WHAT THE TASK REQUIRES –
Reproduce the rows below, substituting "all instances" for every occurrence of "every instance" and leaving all other text unchanged.

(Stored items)
━━━━━━━━━━━━━━━━
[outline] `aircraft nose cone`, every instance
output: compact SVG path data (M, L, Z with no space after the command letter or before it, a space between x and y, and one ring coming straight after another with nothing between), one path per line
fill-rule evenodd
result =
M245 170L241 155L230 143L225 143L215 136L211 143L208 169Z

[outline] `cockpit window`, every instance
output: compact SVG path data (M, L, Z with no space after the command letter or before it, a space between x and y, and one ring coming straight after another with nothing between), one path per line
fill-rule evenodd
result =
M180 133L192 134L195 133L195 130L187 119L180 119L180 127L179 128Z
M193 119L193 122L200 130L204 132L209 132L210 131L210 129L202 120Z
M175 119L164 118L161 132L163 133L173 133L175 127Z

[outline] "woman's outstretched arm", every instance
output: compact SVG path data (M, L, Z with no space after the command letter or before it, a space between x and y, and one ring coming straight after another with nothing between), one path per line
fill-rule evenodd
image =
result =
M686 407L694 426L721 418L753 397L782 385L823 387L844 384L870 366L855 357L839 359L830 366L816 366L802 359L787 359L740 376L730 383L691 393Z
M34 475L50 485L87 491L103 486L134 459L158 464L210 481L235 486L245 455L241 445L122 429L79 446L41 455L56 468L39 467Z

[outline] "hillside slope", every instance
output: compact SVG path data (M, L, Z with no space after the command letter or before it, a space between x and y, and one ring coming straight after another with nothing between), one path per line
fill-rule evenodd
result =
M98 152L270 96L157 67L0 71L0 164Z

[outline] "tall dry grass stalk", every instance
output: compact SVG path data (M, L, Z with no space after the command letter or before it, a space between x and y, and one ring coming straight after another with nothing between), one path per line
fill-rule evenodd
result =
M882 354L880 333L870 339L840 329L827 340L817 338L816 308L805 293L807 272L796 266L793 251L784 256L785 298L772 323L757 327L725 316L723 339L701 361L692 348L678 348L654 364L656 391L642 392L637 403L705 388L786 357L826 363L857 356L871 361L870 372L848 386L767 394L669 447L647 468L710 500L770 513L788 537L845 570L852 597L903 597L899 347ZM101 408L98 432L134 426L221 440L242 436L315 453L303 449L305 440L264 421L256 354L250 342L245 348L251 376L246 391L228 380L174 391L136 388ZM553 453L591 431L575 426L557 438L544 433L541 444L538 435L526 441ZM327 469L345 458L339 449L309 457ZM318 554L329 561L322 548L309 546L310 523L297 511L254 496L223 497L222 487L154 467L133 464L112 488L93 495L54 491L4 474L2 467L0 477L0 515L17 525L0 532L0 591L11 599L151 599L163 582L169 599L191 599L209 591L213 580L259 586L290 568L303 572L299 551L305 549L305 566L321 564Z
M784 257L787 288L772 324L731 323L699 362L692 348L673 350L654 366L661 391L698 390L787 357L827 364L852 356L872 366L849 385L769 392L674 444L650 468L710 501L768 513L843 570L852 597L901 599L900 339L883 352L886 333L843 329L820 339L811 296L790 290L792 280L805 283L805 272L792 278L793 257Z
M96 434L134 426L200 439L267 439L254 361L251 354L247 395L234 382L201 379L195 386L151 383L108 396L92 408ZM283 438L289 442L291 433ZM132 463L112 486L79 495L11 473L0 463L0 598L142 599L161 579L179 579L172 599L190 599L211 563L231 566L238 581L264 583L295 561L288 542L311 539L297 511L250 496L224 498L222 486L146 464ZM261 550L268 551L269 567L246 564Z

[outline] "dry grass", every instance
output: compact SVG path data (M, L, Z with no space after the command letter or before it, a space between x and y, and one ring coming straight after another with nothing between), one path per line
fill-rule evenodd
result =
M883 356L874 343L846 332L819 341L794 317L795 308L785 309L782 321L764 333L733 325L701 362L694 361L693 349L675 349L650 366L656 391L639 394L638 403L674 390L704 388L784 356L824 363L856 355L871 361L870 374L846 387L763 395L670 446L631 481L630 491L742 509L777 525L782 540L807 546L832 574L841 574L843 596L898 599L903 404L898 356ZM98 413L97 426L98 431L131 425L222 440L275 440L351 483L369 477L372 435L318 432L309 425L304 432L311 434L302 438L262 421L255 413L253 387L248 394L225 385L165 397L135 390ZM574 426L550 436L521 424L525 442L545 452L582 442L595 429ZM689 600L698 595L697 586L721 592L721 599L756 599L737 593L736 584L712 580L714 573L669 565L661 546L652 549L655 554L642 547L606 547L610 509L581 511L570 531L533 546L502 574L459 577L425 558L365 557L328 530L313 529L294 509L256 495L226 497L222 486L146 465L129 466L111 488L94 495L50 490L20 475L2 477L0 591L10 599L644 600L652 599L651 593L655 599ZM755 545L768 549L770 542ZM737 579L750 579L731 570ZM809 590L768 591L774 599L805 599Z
━━━━━━━━━━━━━━━━
RESPONSE FOR THIS EXERCISE –
[outline] `aircraft nose cone`, all instances
output: compact SVG path data (M, L, Z with no space after the command letter or before it, a space between x and y, and one ring coming straight after another with nothing between), one path per line
fill-rule evenodd
result =
M245 170L241 155L230 143L225 143L215 136L211 143L208 169Z

[outline] `cockpit window`, all instances
output: compact SVG path data (M, L, Z with no space after the command letter or before it, a space between x and y, and one ring coming straight after another with nothing between), one path per line
fill-rule evenodd
result =
M180 133L192 134L195 133L195 130L187 119L180 119L180 127L179 128Z
M193 119L193 122L200 130L204 132L209 132L210 131L210 129L202 120Z
M175 119L164 118L161 132L163 133L173 133L175 127Z

[outline] "woman's outstretched arm", all instances
output: compact SVG path data (M, L, Z with no space after the command letter or before it, a space between x and y, and one ring coming straight after another with nothing between), one path per line
fill-rule evenodd
image =
result =
M686 407L694 426L721 418L753 397L782 385L823 387L844 384L870 366L855 357L839 359L830 366L816 366L802 359L787 359L740 376L730 383L691 393Z
M34 475L50 485L87 491L103 486L134 459L158 464L210 481L235 486L245 455L241 445L122 429L79 446L41 455L56 468L39 467Z

[outline] "hillside slope", all instances
output: compact SVG path data (M, L, Z with no space after the command letter or before it, a space between x and y, and one ring coming straight after another with nothing between), one path per line
fill-rule evenodd
result =
M98 152L270 96L157 67L0 71L0 164Z

[outline] "tall dry grass stalk", all instances
output: compact SVG path data (M, L, Z with no space after the command letter or before it, a space between x and y, and one ring coming straight after another with nothing between), one path per line
fill-rule evenodd
result =
M882 354L880 333L870 339L840 329L827 340L817 338L816 308L805 293L807 272L796 266L793 251L784 256L785 298L772 323L757 327L725 316L723 339L701 361L692 348L678 348L654 364L656 391L642 392L637 403L705 388L786 357L826 363L857 356L871 361L870 372L848 386L767 394L669 447L647 468L710 500L770 513L788 537L845 570L852 597L903 597L899 347ZM101 408L98 432L134 426L221 440L242 436L315 453L303 449L305 440L264 421L256 354L250 342L245 348L251 376L246 391L228 380L174 391L136 388ZM553 453L591 431L575 426L557 438L544 433L541 444L538 435L526 441ZM327 469L345 458L339 449L309 457ZM318 554L329 561L322 548L309 546L310 523L297 511L254 496L223 497L222 487L154 467L133 464L112 488L93 495L54 491L4 474L2 467L0 477L0 515L17 525L0 532L0 591L11 599L151 599L163 582L169 599L191 599L209 591L213 580L259 586L290 568L303 572L299 551L305 549L305 566L321 564Z
M784 257L787 288L772 324L731 323L699 362L692 348L673 350L654 366L661 391L698 390L787 357L827 364L852 356L872 366L849 385L769 392L674 444L650 468L710 501L768 513L843 570L852 597L901 599L900 339L883 352L886 333L843 329L820 339L811 296L790 290L792 280L805 283L805 272L792 278L793 257Z
M96 434L134 426L200 439L267 439L254 361L251 354L247 395L234 382L201 379L195 386L151 383L108 396L92 408ZM283 438L289 442L291 433ZM132 463L112 486L79 495L11 473L0 463L0 598L142 599L161 579L179 579L172 599L190 599L211 563L231 566L238 581L264 583L295 561L288 542L311 539L297 511L250 496L224 498L222 486L146 464ZM261 550L268 551L269 567L246 564Z

[outline] "dry grass", all instances
output: compact SVG path data (M, L, Z with no space after the command letter or before it, a space between x and y, and one ring coming straight after another with nothing between), one path per line
fill-rule evenodd
result =
M883 356L874 343L846 332L819 341L794 317L795 308L785 309L782 321L764 333L733 325L701 362L694 361L693 349L675 349L650 366L656 391L639 394L638 403L674 390L704 388L784 356L824 363L856 355L871 361L870 374L846 387L763 395L670 446L631 481L630 491L742 509L777 525L782 540L807 546L832 574L841 574L843 596L898 599L903 404L898 356ZM98 413L97 426L98 431L131 425L222 440L275 440L351 483L369 477L372 435L318 432L309 425L304 432L311 434L302 438L262 421L255 413L253 387L248 394L225 385L165 397L135 390ZM574 426L550 436L521 424L525 442L545 452L582 442L595 429ZM689 600L698 595L697 586L721 592L721 599L756 599L737 593L736 584L712 580L714 573L669 565L661 546L652 549L655 554L642 547L606 547L610 509L581 511L570 531L533 546L502 574L459 577L425 558L365 557L328 530L313 529L294 509L256 495L226 497L222 486L146 465L129 466L111 488L94 495L50 490L20 475L2 477L0 591L10 599L644 600L652 599L651 593L655 599ZM755 545L768 549L770 542ZM737 579L750 579L731 570ZM809 590L768 591L774 599L805 599Z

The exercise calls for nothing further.